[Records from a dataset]
────────

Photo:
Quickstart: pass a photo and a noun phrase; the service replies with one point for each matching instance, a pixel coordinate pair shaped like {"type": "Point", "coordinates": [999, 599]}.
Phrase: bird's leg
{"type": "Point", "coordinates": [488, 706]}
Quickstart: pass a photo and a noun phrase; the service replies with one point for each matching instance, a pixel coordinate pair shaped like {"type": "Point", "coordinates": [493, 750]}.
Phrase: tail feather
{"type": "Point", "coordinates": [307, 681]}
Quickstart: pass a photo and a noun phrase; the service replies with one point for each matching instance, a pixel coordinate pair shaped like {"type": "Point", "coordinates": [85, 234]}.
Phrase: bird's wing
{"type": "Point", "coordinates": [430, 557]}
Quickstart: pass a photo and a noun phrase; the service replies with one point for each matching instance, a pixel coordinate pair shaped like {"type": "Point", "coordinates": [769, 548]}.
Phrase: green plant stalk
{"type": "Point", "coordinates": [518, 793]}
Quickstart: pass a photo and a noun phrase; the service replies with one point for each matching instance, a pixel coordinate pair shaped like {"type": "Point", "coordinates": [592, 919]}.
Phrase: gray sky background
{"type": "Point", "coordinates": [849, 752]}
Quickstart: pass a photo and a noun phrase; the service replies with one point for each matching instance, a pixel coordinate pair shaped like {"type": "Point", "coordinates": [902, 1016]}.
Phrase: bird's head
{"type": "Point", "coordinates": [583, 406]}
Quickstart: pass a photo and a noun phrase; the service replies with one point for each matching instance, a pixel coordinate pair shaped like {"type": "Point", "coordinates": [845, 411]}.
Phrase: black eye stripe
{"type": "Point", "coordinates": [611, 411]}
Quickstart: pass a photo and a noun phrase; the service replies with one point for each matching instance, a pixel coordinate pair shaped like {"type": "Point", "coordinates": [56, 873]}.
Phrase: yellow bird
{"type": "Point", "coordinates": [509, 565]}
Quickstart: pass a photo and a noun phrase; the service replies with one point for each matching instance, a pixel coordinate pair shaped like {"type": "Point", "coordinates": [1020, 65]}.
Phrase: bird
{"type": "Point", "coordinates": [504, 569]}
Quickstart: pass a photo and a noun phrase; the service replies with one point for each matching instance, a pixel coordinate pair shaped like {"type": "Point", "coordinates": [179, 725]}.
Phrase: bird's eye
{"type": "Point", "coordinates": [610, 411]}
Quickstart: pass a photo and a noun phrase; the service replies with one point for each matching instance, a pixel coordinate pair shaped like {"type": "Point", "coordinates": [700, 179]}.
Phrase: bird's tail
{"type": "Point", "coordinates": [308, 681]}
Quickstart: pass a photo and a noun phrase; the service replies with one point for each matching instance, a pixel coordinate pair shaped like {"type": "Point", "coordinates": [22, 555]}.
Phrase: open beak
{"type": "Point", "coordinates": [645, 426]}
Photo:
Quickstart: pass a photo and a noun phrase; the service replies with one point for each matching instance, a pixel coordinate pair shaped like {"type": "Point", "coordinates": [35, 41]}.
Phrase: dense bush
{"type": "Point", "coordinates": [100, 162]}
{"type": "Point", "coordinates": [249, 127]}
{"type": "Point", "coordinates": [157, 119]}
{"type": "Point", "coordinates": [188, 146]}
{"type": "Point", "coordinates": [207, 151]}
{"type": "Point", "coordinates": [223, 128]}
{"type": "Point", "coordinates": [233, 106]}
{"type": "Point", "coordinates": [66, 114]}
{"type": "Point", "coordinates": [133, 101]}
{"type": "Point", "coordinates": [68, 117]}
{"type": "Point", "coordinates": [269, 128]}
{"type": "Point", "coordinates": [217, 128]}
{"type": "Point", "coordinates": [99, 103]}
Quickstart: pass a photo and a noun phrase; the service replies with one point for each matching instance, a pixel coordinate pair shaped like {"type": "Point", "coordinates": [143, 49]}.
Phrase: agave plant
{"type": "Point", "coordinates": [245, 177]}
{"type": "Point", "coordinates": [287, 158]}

────────

WHAT TO WORK ON
For every record above, print an exact copy.

ANSWER AREA
Photo:
Quickstart: pass a photo and a noun phrase; the service replies with one point for each matching instance, a pixel coordinate pair shaped like {"type": "Point", "coordinates": [999, 599]}.
Phrase: bird's leg
{"type": "Point", "coordinates": [488, 706]}
Quickstart: pass a photo and a noun phrase; the service replies with one point for each matching instance, a pixel coordinate pair shaped like {"type": "Point", "coordinates": [493, 750]}.
Phrase: tail feather
{"type": "Point", "coordinates": [307, 681]}
Quickstart: pass a photo and a noun phrase; the service replies with one point for each matching instance, a pixel coordinate pair shaped like {"type": "Point", "coordinates": [85, 234]}.
Phrase: bird's wing
{"type": "Point", "coordinates": [430, 557]}
Quickstart: pass a photo and a noun phrase; the service replies with one point for each matching instance, a pixel coordinate pair shaped like {"type": "Point", "coordinates": [769, 548]}.
Phrase: green plant stalk
{"type": "Point", "coordinates": [518, 793]}
Quickstart: pass a photo and a noun phrase; the service replies with one point for each matching instance, a pixel coordinate pair shaped like {"type": "Point", "coordinates": [592, 919]}.
Phrase: gray sky background
{"type": "Point", "coordinates": [849, 752]}
Quickstart: pass a photo and a noun phrase; the service replies with one point for each matching instance, a pixel coordinate pair shaped like {"type": "Point", "coordinates": [902, 1016]}.
Phrase: bird's head
{"type": "Point", "coordinates": [583, 406]}
Quickstart: pass a photo and a noun phrase; the service replies with one point for each matching instance, a pixel coordinate pair shaped like {"type": "Point", "coordinates": [845, 411]}.
Phrase: black eye stripe
{"type": "Point", "coordinates": [611, 411]}
Quickstart: pass a photo and a noun phrase; the service replies with one point for each matching instance, a pixel coordinate pair shaped like {"type": "Point", "coordinates": [56, 873]}.
Phrase: yellow bird
{"type": "Point", "coordinates": [509, 565]}
Quickstart: pass a photo and a noun phrase; the service replies with one point for each matching instance, a pixel coordinate pair shaped like {"type": "Point", "coordinates": [1020, 65]}.
Phrase: bird
{"type": "Point", "coordinates": [504, 569]}
Quickstart: pass a photo and a noun phrase; the service replies with one point for each matching instance, a pixel coordinate pair shaped like {"type": "Point", "coordinates": [179, 725]}.
Phrase: bird's eye
{"type": "Point", "coordinates": [610, 411]}
Quickstart: pass a photo and a noun phrase; the service replies with one point for each matching instance, a pixel coordinate pair shaped like {"type": "Point", "coordinates": [700, 179]}.
Phrase: bird's tail
{"type": "Point", "coordinates": [308, 681]}
Quickstart: pass a photo and a noun phrase; the service replies with one point for each matching instance, a pixel coordinate pair shaped like {"type": "Point", "coordinates": [22, 555]}.
Phrase: open beak
{"type": "Point", "coordinates": [645, 426]}
Photo:
Quickstart: pass a photo and a noun phrase; the service replies with one point for each matching instance, a pixel coordinate pair shaped like {"type": "Point", "coordinates": [35, 41]}.
Phrase: dense bush
{"type": "Point", "coordinates": [100, 162]}
{"type": "Point", "coordinates": [249, 127]}
{"type": "Point", "coordinates": [157, 119]}
{"type": "Point", "coordinates": [188, 146]}
{"type": "Point", "coordinates": [207, 151]}
{"type": "Point", "coordinates": [223, 128]}
{"type": "Point", "coordinates": [233, 106]}
{"type": "Point", "coordinates": [66, 114]}
{"type": "Point", "coordinates": [133, 101]}
{"type": "Point", "coordinates": [68, 117]}
{"type": "Point", "coordinates": [269, 128]}
{"type": "Point", "coordinates": [217, 128]}
{"type": "Point", "coordinates": [99, 103]}
Quickstart: pass a photo and a noun phrase; the service replies with one point for each matching instance, a pixel coordinate pair shaped like {"type": "Point", "coordinates": [143, 49]}.
Phrase: agave plant
{"type": "Point", "coordinates": [245, 177]}
{"type": "Point", "coordinates": [287, 158]}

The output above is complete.